• [Seitenauszug]
Gelegentlich würdigen wir ja an dieser Stelle exemplarisch einige der
Meisterwerke fürsorglich-betreuender Berichterstattung in Deutschland.
Immerhin mühen sich etliche Medien-Werktätige hierzulande, in bestimmten
Meldungen ihre Konsumenten nicht mit Fakten zu verunsichern, die zu
falschen Weltbildern führen könnten.
Beispielsweise in einem Bericht von express.de vom
letzten Wochenende, wobei wir nicht ganz sicher sind, ob die Betreuung
der Leser eher der Redaktion oder der Polizeipressestelle zuzurechnen
ist. Aber auch in letzterem Fall gebührt den Express-Kollegen ja die
Ehre, nicht nach den offenen Informationspositionen gefragt oder sie im
Artikel als Informationslücke kenntlich gemacht zu haben. Aber genug der
Vorrede. kommen wir zu einem beispielhaft betreuenden Medien-Werk:
„Die Bundespolizei sucht Zeugen eines brutalen Angriffs am
Siegburger Bahnhof. Das Opfer (32) war Donnerstagabend mit
blutüberströmtem Gesicht und Oberkörper auf der Wache erschienen.

• [Datenabschnitt]
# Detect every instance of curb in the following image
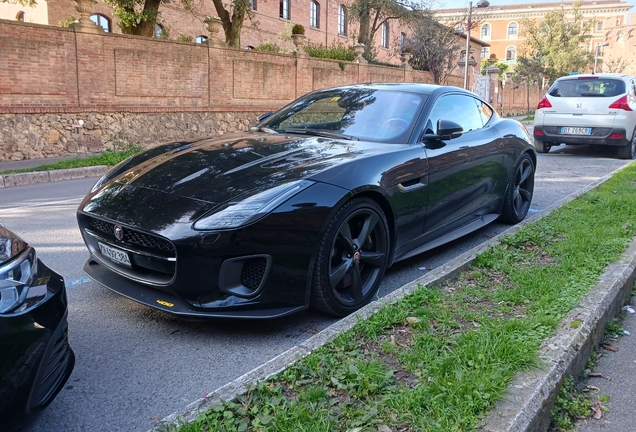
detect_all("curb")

• [Schriftliche Aufgabe]
Wo fand laut dem Seitenauszug der brutale Angriff statt, zu dem die Bundespolizei Zeugen sucht?

• [Lösung]
Am Siegburger Bahnhof.